**WHAT THE TASK ASKS**
Only the lines from the one with "Reviewer note: check that every instance of the white bucket" onward are wanted, through the last line of the entries, set down exactly.

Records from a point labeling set
● ● ●
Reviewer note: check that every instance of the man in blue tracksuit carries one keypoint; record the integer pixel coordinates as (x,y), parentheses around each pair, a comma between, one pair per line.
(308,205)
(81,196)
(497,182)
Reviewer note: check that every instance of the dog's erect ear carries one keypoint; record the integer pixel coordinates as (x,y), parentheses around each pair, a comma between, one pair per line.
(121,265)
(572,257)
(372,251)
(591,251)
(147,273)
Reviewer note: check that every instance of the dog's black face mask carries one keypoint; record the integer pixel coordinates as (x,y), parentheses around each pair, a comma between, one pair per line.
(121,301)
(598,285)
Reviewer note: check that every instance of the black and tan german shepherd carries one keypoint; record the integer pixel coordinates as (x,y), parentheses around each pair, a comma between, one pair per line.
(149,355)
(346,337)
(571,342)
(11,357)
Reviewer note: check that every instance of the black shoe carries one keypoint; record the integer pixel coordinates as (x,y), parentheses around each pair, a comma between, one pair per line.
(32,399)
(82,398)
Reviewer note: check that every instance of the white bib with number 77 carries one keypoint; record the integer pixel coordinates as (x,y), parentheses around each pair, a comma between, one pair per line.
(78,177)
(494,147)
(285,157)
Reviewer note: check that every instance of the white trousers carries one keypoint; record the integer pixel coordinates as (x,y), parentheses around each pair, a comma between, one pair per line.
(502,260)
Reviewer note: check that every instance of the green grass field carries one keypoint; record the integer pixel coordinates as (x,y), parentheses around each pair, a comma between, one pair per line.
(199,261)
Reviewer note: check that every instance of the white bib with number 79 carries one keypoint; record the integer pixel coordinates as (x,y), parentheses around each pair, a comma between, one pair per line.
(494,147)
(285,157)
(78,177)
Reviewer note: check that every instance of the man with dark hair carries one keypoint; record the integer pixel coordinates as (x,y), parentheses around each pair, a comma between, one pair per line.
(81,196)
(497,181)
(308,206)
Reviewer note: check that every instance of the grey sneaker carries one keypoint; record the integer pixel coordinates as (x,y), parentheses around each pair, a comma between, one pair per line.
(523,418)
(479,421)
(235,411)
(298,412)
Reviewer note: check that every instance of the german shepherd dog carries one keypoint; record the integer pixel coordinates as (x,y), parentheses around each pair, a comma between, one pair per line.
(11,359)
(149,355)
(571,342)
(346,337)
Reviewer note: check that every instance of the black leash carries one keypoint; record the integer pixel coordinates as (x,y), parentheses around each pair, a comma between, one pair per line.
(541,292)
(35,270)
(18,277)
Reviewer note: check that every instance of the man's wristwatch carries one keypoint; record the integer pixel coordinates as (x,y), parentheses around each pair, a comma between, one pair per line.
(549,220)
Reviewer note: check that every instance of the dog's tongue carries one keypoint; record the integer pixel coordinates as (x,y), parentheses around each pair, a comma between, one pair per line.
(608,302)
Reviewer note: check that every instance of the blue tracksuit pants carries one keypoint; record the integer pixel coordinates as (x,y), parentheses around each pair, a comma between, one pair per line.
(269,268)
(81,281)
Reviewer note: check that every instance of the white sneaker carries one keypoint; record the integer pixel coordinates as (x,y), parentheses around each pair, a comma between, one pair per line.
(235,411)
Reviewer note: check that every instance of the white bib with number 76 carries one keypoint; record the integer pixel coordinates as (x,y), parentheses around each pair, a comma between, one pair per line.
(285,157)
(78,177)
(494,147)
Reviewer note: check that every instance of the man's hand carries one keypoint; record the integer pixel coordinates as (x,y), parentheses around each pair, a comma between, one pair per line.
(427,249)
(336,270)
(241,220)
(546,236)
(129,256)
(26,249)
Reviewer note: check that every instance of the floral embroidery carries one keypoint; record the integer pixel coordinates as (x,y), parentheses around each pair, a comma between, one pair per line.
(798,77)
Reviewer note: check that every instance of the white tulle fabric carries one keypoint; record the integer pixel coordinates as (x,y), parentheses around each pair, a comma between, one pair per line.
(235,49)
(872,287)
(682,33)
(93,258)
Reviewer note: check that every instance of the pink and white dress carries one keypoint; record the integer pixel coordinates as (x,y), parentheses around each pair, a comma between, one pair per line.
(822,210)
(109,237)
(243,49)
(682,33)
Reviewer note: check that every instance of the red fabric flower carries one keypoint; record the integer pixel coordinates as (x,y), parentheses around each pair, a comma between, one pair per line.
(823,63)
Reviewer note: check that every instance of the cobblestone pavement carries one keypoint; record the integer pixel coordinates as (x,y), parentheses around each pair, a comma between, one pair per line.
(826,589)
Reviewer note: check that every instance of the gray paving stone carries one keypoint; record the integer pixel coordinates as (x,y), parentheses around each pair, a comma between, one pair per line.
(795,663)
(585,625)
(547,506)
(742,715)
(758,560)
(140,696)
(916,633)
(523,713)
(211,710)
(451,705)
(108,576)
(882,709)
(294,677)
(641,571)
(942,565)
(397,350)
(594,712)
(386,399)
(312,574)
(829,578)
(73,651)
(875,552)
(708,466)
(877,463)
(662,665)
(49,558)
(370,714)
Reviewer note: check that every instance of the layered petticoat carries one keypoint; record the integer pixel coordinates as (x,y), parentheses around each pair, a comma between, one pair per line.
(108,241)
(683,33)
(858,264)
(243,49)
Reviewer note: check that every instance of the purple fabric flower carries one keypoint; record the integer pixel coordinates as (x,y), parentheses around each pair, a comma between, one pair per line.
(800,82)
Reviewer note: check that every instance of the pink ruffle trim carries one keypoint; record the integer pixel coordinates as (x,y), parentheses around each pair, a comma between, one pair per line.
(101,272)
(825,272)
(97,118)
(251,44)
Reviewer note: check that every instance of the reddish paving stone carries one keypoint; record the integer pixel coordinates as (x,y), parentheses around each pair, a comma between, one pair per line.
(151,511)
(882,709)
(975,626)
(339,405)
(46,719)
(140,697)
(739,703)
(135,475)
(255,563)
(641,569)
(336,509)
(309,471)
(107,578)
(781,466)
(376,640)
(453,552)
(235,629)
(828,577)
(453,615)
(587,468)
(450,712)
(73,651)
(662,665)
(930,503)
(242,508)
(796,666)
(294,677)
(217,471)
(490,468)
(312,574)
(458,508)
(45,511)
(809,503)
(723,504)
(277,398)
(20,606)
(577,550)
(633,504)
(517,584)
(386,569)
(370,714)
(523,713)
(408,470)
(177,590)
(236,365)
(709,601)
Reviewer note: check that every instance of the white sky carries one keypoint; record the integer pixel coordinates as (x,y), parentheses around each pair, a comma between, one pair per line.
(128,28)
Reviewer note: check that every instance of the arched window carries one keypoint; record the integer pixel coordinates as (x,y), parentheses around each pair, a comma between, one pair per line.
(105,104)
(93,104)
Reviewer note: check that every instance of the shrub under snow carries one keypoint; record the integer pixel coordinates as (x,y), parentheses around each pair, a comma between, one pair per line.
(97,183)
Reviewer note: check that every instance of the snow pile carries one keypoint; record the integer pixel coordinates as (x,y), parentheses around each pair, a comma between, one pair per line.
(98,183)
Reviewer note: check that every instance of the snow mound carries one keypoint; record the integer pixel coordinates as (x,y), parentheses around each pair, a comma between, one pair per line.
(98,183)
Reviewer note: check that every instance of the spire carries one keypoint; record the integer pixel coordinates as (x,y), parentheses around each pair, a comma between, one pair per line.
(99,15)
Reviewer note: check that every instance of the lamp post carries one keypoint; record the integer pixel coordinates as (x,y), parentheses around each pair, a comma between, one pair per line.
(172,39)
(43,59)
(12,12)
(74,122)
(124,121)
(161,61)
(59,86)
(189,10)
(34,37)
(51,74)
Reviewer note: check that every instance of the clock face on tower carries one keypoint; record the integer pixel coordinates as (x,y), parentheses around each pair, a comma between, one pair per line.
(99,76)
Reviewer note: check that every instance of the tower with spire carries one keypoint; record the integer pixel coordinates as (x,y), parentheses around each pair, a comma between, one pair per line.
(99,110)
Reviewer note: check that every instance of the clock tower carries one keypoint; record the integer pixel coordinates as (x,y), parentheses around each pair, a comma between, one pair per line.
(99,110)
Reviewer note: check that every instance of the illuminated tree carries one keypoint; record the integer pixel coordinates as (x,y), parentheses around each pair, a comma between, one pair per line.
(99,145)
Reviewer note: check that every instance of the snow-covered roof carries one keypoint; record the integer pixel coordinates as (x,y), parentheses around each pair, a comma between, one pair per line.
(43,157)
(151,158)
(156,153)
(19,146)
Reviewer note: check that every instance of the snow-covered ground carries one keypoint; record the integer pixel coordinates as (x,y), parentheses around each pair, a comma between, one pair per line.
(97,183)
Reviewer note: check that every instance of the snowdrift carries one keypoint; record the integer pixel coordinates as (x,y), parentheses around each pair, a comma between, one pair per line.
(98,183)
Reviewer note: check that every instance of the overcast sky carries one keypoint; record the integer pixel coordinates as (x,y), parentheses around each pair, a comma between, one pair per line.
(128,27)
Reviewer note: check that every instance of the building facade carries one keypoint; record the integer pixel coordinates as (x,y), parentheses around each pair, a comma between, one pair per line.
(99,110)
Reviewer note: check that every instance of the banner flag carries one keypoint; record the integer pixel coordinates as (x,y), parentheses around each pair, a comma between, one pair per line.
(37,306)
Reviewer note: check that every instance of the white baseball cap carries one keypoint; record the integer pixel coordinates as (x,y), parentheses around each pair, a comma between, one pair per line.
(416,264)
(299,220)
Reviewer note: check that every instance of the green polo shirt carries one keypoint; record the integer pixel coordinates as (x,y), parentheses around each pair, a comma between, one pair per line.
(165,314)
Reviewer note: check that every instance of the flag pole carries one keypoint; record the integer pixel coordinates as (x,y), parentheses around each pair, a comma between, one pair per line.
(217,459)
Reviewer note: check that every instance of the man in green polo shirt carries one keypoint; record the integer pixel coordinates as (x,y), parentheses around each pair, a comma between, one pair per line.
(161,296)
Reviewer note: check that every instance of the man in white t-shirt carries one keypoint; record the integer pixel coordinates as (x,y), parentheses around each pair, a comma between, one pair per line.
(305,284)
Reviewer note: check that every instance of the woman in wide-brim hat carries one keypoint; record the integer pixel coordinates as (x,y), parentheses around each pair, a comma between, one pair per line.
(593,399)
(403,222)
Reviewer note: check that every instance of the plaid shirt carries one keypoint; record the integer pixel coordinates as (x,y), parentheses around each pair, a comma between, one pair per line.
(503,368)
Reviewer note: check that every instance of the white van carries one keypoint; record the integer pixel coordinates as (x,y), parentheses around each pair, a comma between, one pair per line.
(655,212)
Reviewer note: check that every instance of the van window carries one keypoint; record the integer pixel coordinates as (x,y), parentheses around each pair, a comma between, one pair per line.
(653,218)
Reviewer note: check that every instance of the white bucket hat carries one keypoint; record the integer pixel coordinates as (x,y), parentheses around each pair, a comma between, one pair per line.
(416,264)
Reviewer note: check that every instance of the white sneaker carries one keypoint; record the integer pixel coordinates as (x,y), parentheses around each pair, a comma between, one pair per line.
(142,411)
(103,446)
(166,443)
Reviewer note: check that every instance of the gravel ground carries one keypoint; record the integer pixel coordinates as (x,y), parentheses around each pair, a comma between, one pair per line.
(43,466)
● ● ●
**WRITTEN ANSWER**
Reviewer note: check that every instance of the white bucket hat carries one keypoint; record the integer pixel coordinates as (x,y), parentheses around each pair, a comma between, one pair per line.
(416,264)
Reviewer note: check that every instance of the white sneaker carries one keypoint; record the integer pixel coordinates as (x,y), parentheses around each pair, a comma between, one pair per line.
(142,411)
(103,446)
(166,443)
Reviewer note: check that every instance of the gravel ground carries one keypoint; record the integer pixel coordinates as (x,y), parentheses around each pair, a comma between, one pair per line.
(43,466)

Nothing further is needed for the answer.